11月末に、有賀さんがデビューされたと知り、前日予約で見に行って来ました。
「リトル・マーメイド」の映画は1度見ただけ。(しかも飛行機の中で、半分寝ながら)
あらすじは覚えていましたが、役柄については、ほとんどわかっていません。
当然、「フロットサム」という役柄についても、知識はゼロ。
「アースラの手下」「ローラースケート」「妖しい歌」ということだけ、知人に教えていただきました。

「アースラの手下」ということは、悪役?
有賀さんの悪役は、一度見てみたかったところ!
どういう役柄かはわかりませんが、行かねば!と思ったわけです。

実際に拝見すると…ディズニーの悪役ですので(しかも下っ端)、悪役という程でもなく。
そうですね、トンズラーとボヤッキーくらいの愛嬌ある悪役?
(トンズラーとボヤッキ−は「ヤッターマン」のドロンジョ一味です…って知らない人にはこの説明でもわかりませんね)
アースラもかなり悪いことやっている割に、うっかり者だったりして、ドロンジョ風味もありそうです。
(でも、姉妹の中で可愛くなかったから愛されなかった、という設定はドロンジョとは違いますけど)


舞台は、きっちり13時に始まりました。
開演前の注意アナウンスがあったと思ったら、すぐ音楽が始まって、ちょっと驚きました。
そして、紗幕の向こうを下方から上方へ滑るように上っていく人魚の姿。
今回の舞台で一番感動したのは、ここだったかもしれません。
本当に海を泳いでいるような滑らかなフライングで、とても美しいシーンでした。

しかし、これまでのディズニー作品と比べると、いささか淋しい。
淋しい…というと語弊があります。
派手さが足りない…という方が良いでしょうか。
確かにフライングは綺麗ですが、圧倒されるようなシーンはありませんでした。
美女と野獣」だったら「ビー・アワ・ゲスト」、「ライオンキング」だったら「サークル・オブ・ライフ」、「アイーダ」だったら「お洒落は切り札」。
「リトル・マーメイド」だとそれらに当たるのが「アンダー・ザ・シー」だと思うのですが、ちょっと淋しいんですよね。
人間ドラマというか、心の葛藤もあまり描かれていないのも、淋しい。
野獣の「愛せぬならば」とか、シンバの「終わりなき夜」とか、ヌビアの人々の「神の愛するヌビア」とか…。
ディズニーランドで上演されるショーだったら、これでもいいんですけどね。
もしくは、ファミリーミュージカルならば、これでもいいんです。

指示 1:
「リトル・マーメイド」の観劇記で、他作品や本作の見せ場、心の葛藤の例として鉤括弧付きで挙げられている曲名をすべて書き出してください。
指示 2:
「リトル・マーメイド」の観劇記の続きを、最後の文の直後から書き進めてください。

提供資料:
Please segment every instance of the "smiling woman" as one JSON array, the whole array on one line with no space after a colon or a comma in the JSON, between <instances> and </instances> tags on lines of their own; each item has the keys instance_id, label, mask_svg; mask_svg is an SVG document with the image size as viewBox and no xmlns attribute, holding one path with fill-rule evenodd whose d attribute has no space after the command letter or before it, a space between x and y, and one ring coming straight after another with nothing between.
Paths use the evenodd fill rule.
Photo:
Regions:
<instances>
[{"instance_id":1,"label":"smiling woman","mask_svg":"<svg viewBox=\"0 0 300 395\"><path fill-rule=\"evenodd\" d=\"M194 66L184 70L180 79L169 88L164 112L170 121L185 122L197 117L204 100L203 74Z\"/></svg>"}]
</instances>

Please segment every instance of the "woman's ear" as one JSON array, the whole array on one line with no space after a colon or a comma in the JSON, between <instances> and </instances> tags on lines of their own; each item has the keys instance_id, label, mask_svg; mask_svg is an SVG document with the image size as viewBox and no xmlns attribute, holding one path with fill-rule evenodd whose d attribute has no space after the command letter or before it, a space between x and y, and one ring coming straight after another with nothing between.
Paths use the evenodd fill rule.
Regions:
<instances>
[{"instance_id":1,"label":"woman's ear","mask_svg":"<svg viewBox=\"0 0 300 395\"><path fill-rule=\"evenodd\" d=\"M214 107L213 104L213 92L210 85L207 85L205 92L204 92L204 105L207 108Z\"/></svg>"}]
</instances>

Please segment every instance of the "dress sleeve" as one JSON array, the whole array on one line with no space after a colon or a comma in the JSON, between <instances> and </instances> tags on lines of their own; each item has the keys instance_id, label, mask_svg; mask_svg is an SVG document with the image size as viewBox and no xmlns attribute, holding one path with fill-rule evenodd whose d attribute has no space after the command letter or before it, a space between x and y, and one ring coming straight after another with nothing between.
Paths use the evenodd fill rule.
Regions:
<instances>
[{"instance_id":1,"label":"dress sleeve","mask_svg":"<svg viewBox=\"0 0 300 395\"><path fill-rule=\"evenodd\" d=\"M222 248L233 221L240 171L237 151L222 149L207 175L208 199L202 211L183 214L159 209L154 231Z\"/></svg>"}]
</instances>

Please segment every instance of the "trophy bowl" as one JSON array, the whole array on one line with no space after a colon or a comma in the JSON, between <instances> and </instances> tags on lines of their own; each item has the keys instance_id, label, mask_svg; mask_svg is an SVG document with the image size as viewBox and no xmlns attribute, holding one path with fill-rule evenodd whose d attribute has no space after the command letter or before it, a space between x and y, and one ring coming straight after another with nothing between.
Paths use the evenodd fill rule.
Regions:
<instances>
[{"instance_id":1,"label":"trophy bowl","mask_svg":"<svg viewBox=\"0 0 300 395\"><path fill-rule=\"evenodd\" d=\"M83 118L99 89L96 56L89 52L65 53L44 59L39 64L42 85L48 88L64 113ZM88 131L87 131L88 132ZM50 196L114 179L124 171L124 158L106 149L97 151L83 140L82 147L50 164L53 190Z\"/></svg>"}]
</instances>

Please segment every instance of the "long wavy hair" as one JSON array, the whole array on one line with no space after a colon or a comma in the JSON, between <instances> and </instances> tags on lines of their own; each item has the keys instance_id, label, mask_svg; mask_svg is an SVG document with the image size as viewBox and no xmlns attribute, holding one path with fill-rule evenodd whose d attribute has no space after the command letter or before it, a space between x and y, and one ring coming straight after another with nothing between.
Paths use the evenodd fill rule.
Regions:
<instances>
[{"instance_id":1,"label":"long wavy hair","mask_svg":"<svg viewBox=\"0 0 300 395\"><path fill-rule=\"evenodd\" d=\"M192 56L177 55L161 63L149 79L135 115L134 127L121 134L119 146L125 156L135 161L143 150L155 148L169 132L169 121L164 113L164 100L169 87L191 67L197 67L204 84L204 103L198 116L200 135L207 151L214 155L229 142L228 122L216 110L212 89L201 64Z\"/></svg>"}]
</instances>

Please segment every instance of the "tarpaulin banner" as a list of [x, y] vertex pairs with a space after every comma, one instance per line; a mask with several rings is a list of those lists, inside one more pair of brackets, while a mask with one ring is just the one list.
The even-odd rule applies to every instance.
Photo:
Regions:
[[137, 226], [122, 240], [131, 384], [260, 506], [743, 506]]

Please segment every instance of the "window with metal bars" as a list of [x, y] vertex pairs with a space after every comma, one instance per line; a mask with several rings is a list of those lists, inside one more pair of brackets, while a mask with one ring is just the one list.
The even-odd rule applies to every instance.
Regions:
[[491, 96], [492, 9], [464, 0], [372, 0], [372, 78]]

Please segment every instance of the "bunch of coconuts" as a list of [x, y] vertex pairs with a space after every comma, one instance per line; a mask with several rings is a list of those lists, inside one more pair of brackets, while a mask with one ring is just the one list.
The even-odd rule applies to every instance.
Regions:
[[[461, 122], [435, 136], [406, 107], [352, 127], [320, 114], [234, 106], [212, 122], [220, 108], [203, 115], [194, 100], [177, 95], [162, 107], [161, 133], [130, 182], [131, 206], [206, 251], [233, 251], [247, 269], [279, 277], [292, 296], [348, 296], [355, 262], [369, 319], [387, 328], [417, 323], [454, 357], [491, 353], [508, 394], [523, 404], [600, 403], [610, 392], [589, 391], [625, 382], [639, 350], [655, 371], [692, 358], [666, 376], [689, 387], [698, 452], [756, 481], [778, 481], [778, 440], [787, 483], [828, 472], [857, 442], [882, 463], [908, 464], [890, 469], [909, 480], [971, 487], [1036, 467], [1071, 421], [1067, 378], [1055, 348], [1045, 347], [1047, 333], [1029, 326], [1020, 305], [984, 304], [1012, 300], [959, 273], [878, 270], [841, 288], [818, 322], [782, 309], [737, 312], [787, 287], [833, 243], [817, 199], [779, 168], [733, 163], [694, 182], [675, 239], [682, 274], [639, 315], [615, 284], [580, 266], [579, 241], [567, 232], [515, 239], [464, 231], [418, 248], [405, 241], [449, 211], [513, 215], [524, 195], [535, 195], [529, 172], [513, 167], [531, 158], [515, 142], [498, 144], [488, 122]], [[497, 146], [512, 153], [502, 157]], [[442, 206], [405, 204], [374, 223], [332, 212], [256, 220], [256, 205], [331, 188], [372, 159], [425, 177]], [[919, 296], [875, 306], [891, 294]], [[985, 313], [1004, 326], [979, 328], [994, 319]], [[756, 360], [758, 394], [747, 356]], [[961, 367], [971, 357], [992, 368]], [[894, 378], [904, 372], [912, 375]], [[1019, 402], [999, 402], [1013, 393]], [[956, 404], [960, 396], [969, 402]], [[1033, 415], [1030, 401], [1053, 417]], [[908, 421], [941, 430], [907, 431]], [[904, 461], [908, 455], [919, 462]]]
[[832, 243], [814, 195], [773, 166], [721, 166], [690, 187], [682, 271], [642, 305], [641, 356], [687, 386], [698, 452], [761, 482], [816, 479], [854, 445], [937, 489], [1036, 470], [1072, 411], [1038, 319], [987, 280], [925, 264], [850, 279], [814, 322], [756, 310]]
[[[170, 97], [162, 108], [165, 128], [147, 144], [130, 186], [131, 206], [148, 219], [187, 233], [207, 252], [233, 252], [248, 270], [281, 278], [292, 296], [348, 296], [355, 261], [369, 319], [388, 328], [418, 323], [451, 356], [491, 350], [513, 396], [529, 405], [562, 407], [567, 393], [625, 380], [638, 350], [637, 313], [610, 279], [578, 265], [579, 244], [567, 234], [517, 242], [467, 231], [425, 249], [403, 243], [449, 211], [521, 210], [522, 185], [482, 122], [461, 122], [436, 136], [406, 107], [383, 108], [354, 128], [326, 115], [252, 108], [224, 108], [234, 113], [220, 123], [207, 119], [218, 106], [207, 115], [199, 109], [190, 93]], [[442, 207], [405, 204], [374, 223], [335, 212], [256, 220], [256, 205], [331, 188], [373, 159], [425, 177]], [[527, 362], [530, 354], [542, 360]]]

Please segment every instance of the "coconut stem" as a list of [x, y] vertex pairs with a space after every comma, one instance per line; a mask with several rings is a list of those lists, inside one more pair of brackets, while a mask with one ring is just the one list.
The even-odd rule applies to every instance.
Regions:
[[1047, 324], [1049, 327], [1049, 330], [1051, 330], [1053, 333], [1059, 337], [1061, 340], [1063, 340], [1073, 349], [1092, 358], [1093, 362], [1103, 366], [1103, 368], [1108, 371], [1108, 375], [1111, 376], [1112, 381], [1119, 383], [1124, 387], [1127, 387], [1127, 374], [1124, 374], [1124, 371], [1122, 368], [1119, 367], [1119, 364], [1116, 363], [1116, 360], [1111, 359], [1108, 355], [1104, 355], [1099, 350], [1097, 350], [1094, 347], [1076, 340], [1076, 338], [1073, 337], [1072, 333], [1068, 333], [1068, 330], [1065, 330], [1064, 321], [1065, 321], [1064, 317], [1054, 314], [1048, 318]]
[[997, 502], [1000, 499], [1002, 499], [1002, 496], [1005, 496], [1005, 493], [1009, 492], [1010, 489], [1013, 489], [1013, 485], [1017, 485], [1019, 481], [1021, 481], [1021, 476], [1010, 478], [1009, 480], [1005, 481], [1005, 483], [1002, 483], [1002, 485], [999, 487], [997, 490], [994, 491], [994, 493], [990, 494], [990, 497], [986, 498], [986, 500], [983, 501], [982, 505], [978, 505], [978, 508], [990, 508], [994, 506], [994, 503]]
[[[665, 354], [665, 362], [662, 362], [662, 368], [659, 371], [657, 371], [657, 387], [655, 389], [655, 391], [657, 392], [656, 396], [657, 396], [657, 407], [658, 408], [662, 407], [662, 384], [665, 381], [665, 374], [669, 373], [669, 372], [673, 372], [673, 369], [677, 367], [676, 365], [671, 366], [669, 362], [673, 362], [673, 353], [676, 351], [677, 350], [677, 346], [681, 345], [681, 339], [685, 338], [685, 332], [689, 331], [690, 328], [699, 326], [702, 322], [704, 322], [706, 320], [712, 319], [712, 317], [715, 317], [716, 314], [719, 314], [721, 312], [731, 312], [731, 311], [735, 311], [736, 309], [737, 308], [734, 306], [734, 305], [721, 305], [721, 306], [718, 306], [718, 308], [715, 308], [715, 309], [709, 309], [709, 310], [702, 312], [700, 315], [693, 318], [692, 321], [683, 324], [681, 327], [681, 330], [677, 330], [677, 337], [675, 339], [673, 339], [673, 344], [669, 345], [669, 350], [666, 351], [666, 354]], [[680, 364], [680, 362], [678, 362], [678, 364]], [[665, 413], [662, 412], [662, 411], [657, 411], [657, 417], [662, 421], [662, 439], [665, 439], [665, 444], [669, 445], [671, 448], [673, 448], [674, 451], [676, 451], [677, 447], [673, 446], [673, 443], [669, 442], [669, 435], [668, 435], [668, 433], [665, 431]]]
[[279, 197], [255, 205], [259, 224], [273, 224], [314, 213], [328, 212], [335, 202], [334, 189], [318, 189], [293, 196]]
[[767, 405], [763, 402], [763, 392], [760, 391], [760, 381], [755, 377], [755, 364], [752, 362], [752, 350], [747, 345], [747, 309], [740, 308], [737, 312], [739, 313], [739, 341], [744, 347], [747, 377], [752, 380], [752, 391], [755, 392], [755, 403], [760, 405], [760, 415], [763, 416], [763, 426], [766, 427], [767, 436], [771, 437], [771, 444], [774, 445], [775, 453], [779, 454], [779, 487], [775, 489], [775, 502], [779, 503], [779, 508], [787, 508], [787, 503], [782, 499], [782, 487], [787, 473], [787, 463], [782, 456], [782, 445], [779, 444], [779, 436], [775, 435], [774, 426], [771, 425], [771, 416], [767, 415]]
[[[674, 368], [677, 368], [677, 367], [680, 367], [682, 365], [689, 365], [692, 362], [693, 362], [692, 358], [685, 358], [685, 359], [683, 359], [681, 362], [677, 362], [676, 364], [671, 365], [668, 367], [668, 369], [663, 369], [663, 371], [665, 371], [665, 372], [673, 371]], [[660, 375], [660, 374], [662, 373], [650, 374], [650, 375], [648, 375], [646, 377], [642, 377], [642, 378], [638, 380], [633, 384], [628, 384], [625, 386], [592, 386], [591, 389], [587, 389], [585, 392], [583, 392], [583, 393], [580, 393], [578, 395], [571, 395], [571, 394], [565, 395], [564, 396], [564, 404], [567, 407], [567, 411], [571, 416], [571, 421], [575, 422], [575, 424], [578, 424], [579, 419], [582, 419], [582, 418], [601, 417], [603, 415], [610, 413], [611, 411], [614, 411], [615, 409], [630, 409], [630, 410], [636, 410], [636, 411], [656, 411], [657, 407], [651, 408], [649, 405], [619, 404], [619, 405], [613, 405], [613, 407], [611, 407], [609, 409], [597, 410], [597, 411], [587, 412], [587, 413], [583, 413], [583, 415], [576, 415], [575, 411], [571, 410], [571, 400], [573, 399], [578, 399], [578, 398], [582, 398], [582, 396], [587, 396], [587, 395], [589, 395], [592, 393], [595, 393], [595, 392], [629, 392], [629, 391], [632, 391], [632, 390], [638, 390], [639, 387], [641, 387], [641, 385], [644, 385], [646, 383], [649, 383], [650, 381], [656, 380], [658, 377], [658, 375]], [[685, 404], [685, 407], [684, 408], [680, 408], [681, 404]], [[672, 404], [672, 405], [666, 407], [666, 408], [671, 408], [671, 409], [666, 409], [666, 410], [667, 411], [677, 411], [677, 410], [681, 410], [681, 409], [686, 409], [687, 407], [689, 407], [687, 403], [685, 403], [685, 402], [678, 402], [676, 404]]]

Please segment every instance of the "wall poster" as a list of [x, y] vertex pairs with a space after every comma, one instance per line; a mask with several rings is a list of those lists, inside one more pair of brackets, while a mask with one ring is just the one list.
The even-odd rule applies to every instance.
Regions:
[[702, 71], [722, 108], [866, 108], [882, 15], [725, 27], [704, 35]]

回答 1:
ビー・アワ・ゲスト
サークル・オブ・ライフ
お洒落は切り札
アンダー・ザ・シー
愛せぬならば
終わりなき夜
神の愛するヌビア

回答 2:
(でも、ファミリーミュージカルにしても、ちょっと浅すぎるけど)
フライング以外の見せ場があまりなくて、なんだか、勿体ないなという印象でした。

それから舞台セットが少ないです。
海の底は特に少ない。
そして、人間界のシーンでのセットは、戯画的です。
波や太陽、お城など、モザイク画のよう。
もしくは、タロットカードの絵柄のようです。

アリエルにとって海の底がリアル、人間の世界はお伽噺のようである、ということをあらわすためかな?と思いましたが…。
お城の中のセットも同じように戯画的で、大きな本のページをめくることで場面転換する、というところからすると、別の理由かも。
このお話自体が、お伽噺のようである、ということなのでしょうか?
プログラムを買えば、そのへんの意図も書かれていたのかもしれません。
買えば良かったかなぁ…。
有賀さんの舞台写真が無いから買わなかったんですけど(^^;

こんな感じで、全体にちょっと淋しい、というのが初見の感想です。
現在のところは、何度も繰り返して見たい!と思える作品ではありませんでした。
いいところもいっぱいあったんですけどね。

例えば…。
台詞や歌の、言葉遊び。
こういうの大好き! もっとここら辺が洗練されていれば、はまったかも?

船員達のコーラス。
格好良くて、素敵でした。船員さん達、それぞれにいい声でした。

谷原さんのアリエル。
尾ひれが無くなると、意外とちっちゃくて、可愛い。
歌はすんなりのびて、ちょっと金属質だけどお上手。
フォークで髪を巻くところは、映画のアリエルが目に浮かぶようでした。

シェフ・ルイとセバスチャンの攻防。
シェフ・ルイだけじゃなく、他のシェフ達の奮闘ぶりも楽しく、この場面単独で見ると面白かったです。
(ただ、物語の中で必要性を感じられなかったですが)

上川さんのエリック。
王子らしく、格好良かったです。

キス・ザ・ガールは結構好きなシーン。
アリエルとエリックの心が近づいていくのも見えるし、セバスチャンとスカットルもいい感じだし。
でも、物語の中で、このシーンをはめ込むと、なんだか違うんだよなあ…って気持ちになってしまう。


結局は、「リトル・マーメイド」のお話自体が苦手だから、仕方がないんだろうと思います。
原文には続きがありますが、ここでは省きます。